(Provided records Opens)

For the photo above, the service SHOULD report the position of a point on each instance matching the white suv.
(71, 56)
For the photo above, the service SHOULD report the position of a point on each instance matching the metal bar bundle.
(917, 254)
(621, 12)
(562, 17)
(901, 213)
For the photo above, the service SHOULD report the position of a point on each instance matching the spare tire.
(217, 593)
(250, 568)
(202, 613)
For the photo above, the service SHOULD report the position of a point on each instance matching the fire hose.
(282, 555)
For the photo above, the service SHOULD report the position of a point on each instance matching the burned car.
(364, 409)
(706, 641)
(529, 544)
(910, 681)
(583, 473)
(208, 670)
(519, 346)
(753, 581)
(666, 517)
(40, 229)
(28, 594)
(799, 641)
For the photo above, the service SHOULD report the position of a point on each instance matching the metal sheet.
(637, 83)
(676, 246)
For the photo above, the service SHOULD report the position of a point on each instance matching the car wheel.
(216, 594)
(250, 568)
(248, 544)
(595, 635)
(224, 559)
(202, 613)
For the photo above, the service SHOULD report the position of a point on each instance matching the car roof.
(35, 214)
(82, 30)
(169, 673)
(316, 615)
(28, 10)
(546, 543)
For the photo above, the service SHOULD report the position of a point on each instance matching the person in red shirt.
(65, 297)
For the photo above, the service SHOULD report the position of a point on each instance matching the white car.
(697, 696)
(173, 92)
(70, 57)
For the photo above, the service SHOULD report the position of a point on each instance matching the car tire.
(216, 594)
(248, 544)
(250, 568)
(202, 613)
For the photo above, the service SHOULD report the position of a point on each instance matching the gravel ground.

(Provided records Closes)
(Provided records Opens)

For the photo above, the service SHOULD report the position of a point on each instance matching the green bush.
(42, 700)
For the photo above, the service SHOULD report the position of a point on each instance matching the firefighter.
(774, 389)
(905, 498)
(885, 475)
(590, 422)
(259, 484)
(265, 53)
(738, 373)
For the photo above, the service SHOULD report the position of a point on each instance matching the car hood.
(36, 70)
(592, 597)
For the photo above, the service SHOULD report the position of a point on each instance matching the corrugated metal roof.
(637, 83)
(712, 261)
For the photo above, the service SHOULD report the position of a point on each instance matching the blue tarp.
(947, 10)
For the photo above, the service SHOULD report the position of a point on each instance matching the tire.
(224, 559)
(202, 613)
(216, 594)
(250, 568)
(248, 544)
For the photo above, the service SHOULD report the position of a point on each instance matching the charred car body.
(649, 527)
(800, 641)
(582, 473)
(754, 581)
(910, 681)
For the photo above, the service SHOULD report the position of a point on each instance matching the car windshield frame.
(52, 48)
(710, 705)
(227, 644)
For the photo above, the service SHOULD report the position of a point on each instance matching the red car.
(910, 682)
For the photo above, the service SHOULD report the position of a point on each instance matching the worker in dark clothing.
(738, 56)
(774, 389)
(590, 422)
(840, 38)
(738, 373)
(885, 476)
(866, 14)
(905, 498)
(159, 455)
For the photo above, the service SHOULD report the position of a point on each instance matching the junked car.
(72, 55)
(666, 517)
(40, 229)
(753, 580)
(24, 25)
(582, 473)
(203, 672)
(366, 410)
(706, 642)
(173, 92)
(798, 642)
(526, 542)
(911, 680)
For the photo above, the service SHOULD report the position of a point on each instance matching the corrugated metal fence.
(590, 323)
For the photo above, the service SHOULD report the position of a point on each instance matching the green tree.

(Provided records Closes)
(Provided records Opens)

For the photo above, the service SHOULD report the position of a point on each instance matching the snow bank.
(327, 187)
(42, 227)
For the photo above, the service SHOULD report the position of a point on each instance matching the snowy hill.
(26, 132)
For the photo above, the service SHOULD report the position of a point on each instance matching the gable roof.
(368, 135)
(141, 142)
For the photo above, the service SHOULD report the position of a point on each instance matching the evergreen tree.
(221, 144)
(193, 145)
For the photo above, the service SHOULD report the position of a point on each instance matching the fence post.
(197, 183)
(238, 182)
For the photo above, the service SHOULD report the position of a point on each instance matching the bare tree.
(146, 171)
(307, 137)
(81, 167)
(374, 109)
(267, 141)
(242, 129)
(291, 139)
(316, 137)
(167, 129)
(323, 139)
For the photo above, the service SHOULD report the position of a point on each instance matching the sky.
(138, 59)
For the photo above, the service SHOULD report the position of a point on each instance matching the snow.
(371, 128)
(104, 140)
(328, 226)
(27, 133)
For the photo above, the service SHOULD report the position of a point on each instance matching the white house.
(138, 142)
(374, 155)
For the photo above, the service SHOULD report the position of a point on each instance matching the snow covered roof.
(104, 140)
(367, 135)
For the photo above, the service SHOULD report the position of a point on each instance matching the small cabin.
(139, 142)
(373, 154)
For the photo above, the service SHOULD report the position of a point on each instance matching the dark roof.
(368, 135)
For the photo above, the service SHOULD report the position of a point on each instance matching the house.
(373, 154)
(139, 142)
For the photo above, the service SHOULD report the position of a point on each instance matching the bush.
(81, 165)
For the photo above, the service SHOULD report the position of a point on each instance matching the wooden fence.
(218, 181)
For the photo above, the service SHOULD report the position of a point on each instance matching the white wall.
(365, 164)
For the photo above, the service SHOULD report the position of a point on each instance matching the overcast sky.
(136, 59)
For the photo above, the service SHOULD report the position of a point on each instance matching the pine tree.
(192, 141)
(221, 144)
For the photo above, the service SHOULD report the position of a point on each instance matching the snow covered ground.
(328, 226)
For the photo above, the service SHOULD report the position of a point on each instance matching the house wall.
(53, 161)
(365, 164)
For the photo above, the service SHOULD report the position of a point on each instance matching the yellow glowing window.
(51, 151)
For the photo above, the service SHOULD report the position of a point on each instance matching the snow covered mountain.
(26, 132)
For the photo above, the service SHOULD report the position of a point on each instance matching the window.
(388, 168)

(Provided records Closes)

Required action — An exact copy of the lines above, from the one containing "matching the tire." down to the one containing "the green tree." and including both, is the whole answer; retype it and nothing else.

Answer space —
For the photo above, the service SHOULD report the position of a point on each instance matching the tire.
(224, 559)
(202, 613)
(216, 594)
(250, 568)
(248, 544)
For the photo above, the service SHOULD report the position of a point on each instance matching the charred car body.
(649, 527)
(800, 641)
(582, 473)
(754, 581)
(910, 681)
For the photo above, the service SHOULD report the position of a point on each instance matching the car windshield frame.
(52, 48)
(710, 705)
(227, 644)
For the photo above, the service SHOULD report the position of a point on each instance matching the red car.
(910, 682)
For the photo above, the service SHOULD report the position of a point on each instance matching the worker in dark clothing.
(738, 56)
(774, 389)
(590, 422)
(840, 38)
(738, 373)
(885, 476)
(866, 14)
(905, 498)
(159, 455)
For the photo above, the service SHOULD report the position of a point on each instance matching the junked car.
(72, 55)
(666, 517)
(40, 229)
(753, 580)
(24, 25)
(582, 473)
(203, 672)
(366, 410)
(706, 642)
(173, 92)
(798, 642)
(526, 542)
(911, 680)
For the photo above, the service SHOULD report the position of a point on each instance matching the corrugated metal fence.
(590, 323)
For the photo above, the service SHOULD report the position of a point on each instance matching the green tree.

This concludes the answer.